(Point annotations for photos)
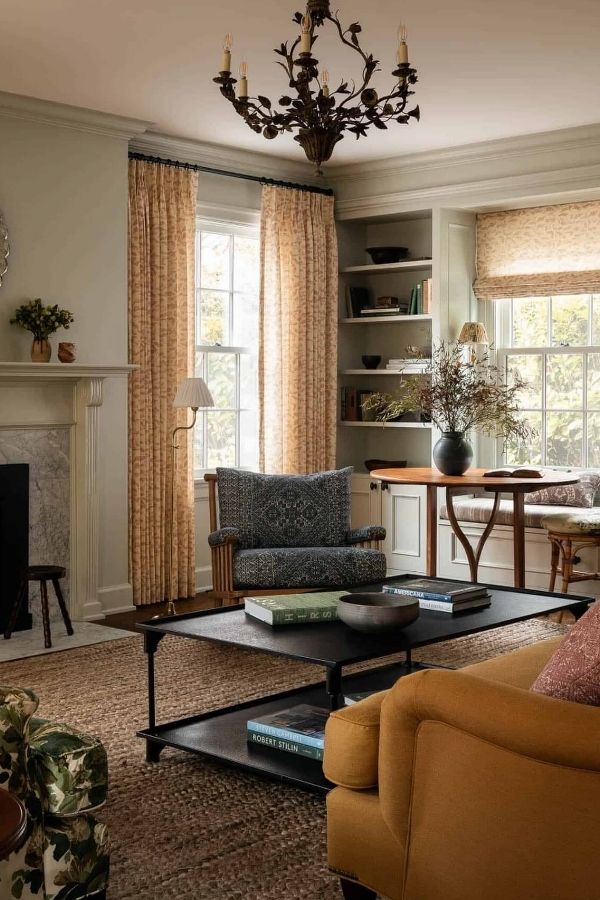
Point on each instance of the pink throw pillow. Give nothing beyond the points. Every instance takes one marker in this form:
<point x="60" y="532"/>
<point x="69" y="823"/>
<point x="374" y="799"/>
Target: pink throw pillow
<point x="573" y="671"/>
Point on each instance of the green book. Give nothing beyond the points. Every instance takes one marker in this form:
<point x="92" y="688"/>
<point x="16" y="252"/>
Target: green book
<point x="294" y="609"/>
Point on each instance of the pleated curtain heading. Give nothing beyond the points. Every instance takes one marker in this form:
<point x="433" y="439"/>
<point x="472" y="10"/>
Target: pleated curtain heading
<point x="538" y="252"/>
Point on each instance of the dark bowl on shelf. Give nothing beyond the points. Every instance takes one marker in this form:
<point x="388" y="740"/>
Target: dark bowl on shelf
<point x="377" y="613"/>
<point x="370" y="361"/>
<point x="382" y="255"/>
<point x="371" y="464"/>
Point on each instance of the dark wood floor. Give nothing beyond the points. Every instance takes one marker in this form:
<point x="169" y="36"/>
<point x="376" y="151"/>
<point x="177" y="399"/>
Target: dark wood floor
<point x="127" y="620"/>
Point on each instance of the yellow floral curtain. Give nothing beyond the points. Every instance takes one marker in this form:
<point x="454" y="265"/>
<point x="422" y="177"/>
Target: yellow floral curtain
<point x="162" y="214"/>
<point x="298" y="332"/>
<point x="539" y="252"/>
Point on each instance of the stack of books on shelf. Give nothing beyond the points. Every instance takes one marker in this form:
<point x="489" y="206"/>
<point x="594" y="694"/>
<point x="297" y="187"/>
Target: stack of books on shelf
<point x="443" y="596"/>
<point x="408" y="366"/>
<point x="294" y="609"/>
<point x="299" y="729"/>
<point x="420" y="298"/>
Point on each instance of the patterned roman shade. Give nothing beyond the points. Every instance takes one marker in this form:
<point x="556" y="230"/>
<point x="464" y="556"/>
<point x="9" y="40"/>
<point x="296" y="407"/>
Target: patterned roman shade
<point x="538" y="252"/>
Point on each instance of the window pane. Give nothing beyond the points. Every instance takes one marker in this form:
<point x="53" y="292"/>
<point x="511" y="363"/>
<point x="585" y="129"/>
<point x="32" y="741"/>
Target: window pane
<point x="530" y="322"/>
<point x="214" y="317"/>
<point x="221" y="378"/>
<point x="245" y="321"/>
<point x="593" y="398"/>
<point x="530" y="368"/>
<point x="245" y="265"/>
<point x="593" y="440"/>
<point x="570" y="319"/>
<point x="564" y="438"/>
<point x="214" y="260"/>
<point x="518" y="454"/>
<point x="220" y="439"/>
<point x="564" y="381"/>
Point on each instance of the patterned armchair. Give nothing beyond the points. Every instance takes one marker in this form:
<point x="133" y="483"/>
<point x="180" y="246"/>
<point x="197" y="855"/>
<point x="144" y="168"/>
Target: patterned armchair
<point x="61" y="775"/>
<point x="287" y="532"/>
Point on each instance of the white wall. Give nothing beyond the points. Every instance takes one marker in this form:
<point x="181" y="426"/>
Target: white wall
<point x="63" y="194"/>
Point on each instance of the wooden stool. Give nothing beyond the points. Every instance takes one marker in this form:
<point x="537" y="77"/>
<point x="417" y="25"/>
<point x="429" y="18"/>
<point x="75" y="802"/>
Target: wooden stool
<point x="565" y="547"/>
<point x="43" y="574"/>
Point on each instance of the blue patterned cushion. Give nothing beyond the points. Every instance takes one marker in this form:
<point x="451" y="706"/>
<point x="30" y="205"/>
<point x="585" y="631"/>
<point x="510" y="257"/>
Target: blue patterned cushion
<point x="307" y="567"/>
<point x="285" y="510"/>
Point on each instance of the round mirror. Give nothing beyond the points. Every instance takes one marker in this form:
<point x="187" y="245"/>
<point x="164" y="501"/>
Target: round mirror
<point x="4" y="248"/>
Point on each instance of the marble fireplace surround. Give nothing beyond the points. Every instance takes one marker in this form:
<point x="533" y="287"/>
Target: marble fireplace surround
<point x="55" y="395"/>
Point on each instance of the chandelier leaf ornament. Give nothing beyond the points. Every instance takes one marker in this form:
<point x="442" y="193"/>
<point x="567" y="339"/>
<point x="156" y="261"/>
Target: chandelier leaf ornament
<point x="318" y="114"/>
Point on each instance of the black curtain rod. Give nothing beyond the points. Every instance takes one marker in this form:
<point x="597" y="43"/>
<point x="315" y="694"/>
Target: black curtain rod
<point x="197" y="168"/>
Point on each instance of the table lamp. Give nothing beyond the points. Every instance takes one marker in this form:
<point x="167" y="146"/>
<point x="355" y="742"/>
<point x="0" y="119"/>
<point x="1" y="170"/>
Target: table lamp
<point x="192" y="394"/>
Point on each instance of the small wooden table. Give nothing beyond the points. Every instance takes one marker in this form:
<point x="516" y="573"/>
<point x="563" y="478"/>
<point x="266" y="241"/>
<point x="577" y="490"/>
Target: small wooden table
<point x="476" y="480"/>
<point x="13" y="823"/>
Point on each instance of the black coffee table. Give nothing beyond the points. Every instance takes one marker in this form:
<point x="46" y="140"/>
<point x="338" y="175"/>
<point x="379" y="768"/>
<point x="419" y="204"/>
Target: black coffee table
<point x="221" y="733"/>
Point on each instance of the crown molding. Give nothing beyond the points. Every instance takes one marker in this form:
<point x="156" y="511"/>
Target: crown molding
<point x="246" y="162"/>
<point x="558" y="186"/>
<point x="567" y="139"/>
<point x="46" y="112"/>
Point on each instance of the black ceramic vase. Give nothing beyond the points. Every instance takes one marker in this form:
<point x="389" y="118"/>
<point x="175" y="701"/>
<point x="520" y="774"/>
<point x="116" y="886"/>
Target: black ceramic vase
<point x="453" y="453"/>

--

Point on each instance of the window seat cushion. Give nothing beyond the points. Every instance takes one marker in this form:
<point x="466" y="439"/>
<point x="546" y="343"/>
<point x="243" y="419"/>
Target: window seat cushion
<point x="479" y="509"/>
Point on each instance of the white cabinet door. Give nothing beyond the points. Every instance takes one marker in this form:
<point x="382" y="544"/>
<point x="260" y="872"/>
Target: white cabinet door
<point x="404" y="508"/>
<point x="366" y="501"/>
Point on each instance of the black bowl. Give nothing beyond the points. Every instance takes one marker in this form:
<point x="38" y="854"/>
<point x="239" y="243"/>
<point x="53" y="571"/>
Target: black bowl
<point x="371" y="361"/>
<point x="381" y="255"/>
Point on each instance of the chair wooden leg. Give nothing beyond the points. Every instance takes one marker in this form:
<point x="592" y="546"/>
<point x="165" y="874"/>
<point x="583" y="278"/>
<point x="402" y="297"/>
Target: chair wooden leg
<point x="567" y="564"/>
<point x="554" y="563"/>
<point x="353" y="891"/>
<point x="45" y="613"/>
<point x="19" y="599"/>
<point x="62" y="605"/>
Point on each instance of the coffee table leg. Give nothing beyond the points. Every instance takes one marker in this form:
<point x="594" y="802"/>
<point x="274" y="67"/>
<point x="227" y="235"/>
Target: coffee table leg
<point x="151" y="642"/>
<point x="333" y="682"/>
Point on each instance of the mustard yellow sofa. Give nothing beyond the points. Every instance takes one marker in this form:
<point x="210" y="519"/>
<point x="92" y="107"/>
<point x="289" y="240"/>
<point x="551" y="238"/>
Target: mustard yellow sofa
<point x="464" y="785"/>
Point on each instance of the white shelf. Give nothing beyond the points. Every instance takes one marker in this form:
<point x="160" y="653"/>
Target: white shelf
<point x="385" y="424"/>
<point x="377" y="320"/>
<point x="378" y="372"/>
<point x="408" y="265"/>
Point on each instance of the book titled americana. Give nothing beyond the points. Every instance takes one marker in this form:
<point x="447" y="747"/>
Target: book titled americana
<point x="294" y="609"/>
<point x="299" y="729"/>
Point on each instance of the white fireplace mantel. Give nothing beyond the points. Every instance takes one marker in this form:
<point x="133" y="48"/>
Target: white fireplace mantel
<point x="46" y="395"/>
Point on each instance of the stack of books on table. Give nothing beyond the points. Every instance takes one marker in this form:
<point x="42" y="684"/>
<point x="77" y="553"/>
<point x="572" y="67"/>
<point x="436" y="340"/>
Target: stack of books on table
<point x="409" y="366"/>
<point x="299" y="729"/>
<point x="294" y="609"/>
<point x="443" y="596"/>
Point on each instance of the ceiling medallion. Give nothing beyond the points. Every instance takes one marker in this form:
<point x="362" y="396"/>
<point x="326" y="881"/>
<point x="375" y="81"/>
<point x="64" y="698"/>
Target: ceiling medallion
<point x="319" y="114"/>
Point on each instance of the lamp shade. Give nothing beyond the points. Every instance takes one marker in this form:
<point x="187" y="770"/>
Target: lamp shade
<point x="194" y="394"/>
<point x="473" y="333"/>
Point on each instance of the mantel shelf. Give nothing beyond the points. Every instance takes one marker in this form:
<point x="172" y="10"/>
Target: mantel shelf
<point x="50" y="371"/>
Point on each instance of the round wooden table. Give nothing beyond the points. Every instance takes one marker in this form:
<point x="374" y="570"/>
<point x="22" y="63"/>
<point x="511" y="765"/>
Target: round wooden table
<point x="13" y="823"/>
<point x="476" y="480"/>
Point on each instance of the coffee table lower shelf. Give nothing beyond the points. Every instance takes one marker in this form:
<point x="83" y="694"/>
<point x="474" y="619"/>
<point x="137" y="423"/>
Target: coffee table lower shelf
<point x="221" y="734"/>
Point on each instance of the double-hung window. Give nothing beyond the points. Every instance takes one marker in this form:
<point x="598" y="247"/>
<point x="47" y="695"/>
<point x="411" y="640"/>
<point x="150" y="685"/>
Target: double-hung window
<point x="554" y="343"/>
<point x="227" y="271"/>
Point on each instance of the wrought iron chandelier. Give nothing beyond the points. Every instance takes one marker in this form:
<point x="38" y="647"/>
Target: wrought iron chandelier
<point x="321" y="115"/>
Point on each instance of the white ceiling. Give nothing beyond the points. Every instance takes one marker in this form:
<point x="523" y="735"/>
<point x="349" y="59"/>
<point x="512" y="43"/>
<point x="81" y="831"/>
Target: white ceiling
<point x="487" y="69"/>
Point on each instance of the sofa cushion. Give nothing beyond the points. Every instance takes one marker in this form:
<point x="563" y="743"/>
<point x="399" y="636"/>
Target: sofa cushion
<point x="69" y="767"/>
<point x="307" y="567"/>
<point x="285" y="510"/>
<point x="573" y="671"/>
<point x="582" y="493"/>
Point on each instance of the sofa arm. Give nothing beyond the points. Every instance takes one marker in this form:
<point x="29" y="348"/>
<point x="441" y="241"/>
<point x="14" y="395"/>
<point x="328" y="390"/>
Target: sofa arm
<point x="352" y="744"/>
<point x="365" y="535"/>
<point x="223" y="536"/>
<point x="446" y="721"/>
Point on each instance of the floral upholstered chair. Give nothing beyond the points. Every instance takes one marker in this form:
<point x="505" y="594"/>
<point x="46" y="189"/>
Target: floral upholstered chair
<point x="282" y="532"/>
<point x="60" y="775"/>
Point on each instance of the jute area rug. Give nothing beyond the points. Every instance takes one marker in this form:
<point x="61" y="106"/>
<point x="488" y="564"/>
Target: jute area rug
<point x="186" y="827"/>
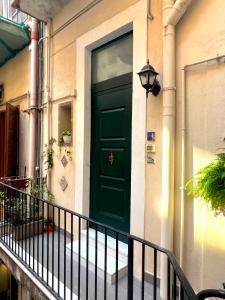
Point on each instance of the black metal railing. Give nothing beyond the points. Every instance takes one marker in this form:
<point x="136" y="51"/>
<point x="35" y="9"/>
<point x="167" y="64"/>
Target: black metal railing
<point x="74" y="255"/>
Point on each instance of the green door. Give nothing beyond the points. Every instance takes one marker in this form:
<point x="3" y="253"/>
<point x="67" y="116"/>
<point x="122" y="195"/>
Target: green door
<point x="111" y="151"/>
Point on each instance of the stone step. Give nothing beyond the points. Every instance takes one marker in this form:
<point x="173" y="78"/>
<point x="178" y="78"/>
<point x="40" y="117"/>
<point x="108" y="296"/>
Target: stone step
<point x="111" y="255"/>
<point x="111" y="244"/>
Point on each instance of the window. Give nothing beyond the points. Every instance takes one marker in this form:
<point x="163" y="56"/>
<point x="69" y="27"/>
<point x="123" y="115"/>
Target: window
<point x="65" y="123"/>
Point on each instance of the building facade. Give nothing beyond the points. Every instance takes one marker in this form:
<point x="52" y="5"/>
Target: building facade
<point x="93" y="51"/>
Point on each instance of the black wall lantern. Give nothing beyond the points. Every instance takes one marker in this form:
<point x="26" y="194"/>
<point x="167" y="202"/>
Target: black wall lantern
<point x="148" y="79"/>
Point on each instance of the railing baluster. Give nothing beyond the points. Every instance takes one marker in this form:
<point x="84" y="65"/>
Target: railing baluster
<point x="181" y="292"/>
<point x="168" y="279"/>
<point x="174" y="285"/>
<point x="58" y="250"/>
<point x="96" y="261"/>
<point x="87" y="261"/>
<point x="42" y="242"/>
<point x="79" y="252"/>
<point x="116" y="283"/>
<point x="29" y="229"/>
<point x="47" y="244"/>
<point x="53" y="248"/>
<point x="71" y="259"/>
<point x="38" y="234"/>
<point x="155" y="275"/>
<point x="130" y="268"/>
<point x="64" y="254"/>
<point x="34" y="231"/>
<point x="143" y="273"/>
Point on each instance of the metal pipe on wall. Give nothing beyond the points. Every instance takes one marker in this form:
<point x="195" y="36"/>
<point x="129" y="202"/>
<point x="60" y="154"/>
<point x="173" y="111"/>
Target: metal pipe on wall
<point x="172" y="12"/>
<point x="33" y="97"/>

TASK TO CARRY OUT>
Count the lines in the material above that contain the string "floral", treating uppercase and lowercase as different. Give only the number.

RESPONSE TO THE EXERCISE>
4